> [Task directions]: Convert everything from the line containing "Where can the cobblestone" down through the end of the records into a JSON list of strings, one string per line, with blank lines left out.

--- Begin The input ---

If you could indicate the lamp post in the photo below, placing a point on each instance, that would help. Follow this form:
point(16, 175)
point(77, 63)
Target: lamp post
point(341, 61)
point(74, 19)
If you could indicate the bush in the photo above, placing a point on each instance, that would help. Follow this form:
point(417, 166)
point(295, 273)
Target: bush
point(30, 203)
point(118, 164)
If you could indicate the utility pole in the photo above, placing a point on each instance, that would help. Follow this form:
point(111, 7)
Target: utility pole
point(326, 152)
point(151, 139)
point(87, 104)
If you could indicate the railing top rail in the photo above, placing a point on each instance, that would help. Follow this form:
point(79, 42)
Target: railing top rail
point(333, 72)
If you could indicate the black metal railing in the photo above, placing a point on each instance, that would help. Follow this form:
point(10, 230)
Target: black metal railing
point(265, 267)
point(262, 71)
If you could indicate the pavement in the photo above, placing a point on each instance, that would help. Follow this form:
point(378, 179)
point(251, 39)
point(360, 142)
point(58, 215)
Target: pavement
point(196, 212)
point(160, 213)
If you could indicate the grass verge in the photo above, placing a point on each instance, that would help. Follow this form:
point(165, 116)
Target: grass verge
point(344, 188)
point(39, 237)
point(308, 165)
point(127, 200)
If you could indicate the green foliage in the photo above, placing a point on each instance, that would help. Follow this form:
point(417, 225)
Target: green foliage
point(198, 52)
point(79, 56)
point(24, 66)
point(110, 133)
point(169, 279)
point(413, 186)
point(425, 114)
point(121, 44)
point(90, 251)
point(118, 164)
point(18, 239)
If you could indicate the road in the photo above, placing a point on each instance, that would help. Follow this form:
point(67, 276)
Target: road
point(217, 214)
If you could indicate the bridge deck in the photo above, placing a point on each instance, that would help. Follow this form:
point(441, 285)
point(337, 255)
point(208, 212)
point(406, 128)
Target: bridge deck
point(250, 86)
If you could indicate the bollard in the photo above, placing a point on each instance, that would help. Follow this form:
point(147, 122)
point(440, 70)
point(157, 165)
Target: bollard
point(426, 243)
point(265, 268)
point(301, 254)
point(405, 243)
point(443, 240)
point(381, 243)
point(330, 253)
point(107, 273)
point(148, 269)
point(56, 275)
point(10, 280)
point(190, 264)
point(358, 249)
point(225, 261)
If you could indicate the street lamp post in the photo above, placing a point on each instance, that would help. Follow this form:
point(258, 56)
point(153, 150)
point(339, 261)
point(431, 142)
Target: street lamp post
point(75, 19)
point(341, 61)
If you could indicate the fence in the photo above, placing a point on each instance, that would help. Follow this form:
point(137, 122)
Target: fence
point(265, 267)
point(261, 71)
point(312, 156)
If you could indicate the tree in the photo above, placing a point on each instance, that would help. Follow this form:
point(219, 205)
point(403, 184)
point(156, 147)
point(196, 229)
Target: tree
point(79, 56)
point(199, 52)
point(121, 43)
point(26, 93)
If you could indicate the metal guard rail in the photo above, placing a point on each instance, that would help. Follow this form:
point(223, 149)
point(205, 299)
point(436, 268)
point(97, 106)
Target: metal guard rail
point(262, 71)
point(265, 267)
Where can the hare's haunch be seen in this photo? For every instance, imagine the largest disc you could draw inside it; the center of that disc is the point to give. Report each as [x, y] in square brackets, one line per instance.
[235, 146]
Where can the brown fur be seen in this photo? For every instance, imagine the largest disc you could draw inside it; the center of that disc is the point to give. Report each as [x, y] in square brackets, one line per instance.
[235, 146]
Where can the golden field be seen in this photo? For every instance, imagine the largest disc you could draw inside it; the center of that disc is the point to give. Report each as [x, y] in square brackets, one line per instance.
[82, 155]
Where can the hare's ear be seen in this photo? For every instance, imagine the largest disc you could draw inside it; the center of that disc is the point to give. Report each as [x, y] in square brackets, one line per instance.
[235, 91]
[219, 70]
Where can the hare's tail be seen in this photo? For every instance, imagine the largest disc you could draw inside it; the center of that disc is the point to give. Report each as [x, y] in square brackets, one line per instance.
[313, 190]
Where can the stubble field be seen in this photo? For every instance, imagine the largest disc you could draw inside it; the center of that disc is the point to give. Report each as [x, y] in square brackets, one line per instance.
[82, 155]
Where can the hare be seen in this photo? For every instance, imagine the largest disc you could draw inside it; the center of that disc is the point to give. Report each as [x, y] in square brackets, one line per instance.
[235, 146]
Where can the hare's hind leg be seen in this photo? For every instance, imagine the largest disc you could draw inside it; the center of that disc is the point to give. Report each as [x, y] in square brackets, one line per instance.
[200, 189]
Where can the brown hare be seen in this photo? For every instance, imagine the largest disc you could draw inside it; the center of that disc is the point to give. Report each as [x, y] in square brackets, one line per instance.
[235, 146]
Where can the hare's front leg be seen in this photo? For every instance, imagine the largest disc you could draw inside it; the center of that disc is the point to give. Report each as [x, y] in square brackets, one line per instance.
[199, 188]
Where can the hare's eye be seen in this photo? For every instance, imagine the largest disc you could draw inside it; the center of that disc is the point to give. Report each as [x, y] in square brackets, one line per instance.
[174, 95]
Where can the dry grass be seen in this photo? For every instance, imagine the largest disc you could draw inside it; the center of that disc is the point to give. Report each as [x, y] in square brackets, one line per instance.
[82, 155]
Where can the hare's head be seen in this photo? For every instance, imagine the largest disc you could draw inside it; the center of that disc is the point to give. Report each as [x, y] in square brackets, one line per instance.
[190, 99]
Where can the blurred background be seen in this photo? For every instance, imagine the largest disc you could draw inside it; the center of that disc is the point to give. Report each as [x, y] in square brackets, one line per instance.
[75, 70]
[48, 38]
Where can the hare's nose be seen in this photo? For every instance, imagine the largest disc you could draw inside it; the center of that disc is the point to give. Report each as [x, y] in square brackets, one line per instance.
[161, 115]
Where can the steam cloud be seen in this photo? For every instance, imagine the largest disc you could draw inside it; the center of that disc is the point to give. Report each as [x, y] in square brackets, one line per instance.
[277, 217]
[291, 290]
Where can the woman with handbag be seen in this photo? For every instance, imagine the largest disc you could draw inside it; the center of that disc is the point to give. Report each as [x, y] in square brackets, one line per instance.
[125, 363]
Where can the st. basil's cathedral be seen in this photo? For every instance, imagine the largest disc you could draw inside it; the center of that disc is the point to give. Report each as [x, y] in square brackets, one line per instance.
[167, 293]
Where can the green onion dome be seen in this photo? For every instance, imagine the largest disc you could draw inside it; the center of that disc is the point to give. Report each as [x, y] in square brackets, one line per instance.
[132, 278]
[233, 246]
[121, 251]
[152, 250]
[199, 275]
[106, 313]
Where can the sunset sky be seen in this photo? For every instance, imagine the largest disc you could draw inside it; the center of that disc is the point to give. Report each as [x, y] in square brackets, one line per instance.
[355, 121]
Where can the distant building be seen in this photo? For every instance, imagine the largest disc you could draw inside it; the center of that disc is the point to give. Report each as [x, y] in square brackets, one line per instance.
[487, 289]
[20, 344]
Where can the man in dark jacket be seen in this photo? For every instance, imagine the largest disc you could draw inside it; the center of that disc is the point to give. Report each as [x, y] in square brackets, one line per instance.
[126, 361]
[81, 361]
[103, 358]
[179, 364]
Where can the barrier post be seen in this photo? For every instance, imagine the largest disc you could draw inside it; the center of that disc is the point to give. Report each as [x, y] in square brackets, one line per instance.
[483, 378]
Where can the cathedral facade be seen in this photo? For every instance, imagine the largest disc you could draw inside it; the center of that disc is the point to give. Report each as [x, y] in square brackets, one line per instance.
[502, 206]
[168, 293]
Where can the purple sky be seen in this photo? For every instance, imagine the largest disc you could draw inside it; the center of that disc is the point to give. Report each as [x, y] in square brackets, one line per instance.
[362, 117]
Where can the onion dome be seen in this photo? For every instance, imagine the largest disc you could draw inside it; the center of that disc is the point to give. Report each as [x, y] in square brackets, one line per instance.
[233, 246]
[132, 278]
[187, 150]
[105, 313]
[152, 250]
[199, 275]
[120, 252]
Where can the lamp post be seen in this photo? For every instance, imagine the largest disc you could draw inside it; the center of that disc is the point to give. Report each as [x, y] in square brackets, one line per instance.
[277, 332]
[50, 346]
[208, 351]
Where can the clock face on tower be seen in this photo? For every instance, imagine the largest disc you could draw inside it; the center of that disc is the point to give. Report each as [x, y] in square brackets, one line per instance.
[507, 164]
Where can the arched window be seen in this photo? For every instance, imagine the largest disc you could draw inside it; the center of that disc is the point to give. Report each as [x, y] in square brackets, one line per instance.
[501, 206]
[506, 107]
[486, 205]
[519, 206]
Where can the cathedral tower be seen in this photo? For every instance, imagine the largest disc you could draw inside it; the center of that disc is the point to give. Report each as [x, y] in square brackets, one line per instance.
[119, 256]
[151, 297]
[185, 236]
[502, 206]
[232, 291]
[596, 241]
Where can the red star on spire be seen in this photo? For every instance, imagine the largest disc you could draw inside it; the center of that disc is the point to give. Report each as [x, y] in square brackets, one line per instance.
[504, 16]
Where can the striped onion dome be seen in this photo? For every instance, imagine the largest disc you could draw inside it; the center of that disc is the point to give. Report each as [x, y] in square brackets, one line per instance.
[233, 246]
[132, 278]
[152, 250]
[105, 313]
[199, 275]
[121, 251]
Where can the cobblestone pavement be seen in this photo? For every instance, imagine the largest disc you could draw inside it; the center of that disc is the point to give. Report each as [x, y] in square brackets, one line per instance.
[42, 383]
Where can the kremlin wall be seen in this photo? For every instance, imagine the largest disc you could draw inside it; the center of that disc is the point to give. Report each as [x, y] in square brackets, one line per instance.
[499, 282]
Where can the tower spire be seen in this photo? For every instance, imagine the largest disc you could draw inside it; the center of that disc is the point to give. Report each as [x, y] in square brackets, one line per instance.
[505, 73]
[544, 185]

--- End The input ---

> [The reply]:
[
  "Where can the cobblestone pavement be seen in this photo? For every instance, imagine the largest disc you could draw inside it; the center of that disc is the point to give. Report each as [x, y] in square brackets, one line per instance.",
  "[42, 383]",
  "Where can the kremlin wall be seen in this photo? For every instance, imagine the largest disc you could draw inside it; the center of that disc is the point to give. Report each as [x, y] in square brackets, one line per instance.",
  "[499, 282]",
  "Where can the tower spire be seen in this photo? For every instance, imagine the largest disc you could draw inside it; the center of that disc is the point to give. Report each as [x, y] in square brackets, one line per instance.",
  "[505, 73]",
  "[544, 185]"
]